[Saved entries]
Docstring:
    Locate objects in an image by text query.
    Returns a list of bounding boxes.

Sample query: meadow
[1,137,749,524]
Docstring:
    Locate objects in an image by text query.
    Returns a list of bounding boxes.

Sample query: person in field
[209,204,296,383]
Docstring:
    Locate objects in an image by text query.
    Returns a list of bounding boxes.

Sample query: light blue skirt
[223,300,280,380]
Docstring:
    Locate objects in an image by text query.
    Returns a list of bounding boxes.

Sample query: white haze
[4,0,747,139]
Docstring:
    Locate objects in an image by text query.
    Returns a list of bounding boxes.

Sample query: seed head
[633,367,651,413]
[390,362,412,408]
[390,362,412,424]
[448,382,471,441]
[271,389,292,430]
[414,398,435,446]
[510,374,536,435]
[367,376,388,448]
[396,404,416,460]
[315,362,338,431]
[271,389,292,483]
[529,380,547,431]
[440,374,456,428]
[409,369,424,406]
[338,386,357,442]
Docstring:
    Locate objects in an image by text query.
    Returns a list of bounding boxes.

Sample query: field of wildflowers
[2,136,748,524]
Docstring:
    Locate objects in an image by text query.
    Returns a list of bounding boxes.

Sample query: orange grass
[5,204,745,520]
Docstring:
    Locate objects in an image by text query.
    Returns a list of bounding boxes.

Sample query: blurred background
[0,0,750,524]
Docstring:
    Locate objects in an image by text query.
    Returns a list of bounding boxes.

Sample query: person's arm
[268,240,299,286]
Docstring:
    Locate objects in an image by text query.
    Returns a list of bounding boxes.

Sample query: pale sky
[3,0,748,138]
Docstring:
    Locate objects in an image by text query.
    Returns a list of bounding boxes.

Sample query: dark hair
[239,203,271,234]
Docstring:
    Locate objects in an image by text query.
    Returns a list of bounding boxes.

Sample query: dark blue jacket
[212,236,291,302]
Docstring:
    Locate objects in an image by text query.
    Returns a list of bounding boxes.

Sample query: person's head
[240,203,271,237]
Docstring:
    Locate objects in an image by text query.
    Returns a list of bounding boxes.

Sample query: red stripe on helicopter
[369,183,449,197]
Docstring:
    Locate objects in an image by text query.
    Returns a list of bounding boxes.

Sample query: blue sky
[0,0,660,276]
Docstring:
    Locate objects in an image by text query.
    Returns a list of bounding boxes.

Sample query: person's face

*PROBLEM REQUIREMENTS*:
Rewrite the listing from its first line through the line with "[2,136,748,524]", replacing each "Sample query" with "Search term" and keeping everything else unchanged.

*CORRECT OUTPUT*:
Docstring:
    Locate objects in an image by text query.
    Returns a list of bounding boxes.

Search term: meadow
[1,137,749,524]
Docstring:
    Locate objects in an image by text query.
    Returns a list of bounding boxes.

Search term: person in field
[209,204,296,383]
Docstring:
    Locate objects in an image by text query.
    Returns a list of bounding boxes.

Search term: light blue skirt
[223,300,280,380]
Docstring:
    Locate objects in an image by text query.
    Returns a list of bounding boxes.

Search term: white haze
[4,0,747,139]
Docstring:
    Locate objects in an image by text query.
    Returns a list of bounding boxes.

Search term: seed head
[633,367,651,413]
[390,362,412,408]
[390,362,412,424]
[448,382,471,441]
[271,389,292,430]
[414,398,435,446]
[510,374,536,435]
[367,376,388,448]
[396,404,416,460]
[315,362,338,431]
[271,389,292,483]
[529,380,547,431]
[440,374,456,428]
[409,369,424,406]
[338,386,357,442]
Docstring:
    Locate objects in an image by text query.
    Returns a list of bounding boxes.

Search term: field of wildflowers
[2,136,748,524]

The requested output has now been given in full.